— START Excerpted text —

It's clear to me you pointedly disagree with my meta-criticism of the dead's state of mind via the proxy of their economic behavior. We'll have to agree to disagree on that account. Do please understand I'm not trying to troll you. Shiny Jet Syndrome is not something I coined, it's a dynamic that has been described by people in the industry for decades. I do think the use of the term petulant is appropriate here, again my opinion. We talk a big game about IMSAFE and ADM, but the second people are told in America they can't do something because they are unapologetically priced out from doing it, holy hell here comes the pitchforks.
What kind of moral relativism must there exist where it's ok to threaten the lives of paying passengers just because regional pilots shall not be denied the right to pursue their vocational jollies with abandon and nobody can be critical about it? And furthermore, the idea that it's also ok because mainline pilots crash too? I don't agree with that relativism at all. They may not have had suicidal tendencies, but they killed those people nonetheless because they bit off more than they could chew and neither had the stones to know when to fold them. Now, the industry allowed them that discretion under monetary motivations of the airline's own (cheap scumbag regional operations), and innocent people died for it (apprenticeship with innocents in the back). So the culpability is shared. But I will continue to be critical of anyone who call themselves a professional pilot yet indulges in that behavior just because they insist on playing airline pilot everything else be damned.
This is where I think you're reaching. I don't think anyone involved in (either regional or mainline) accidents has any thoughts consciously at all of "playing airline pilot". As far as they're concerned they ARE airline pilots. The FAA says so, their company says so, and by every measure they've met every standard set for them.

— END Excerpted text —
— START Given information —

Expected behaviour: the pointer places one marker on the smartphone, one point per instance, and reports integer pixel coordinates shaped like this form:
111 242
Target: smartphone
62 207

— END Given information —

Actions to take:
• A. In the post about airline pilots, please reproduce the passage from "This is where" up to and including "set for them.", substituting "Federal Aviation Administration" for "FAA".
• B. Translate this sentence from the post about airline pilots into Spanish: "I don't agree with that relativism at all."
• C. In the post about airline pilots, which term is said to have been described by people in the industry for decades?

Outputs by task:
• A.
This is where I think you're reaching. I don't think anyone involved in (either regional or mainline) accidents has any thoughts consciously at all of "playing airline pilot". As far as they're concerned they ARE airline pilots. The Federal Aviation Administration says so, their company says so, and by every measure they've met every standard set for them.

• B. No estoy de acuerdo con ese relativismo en absoluto.

• C. Shiny Jet Syndrome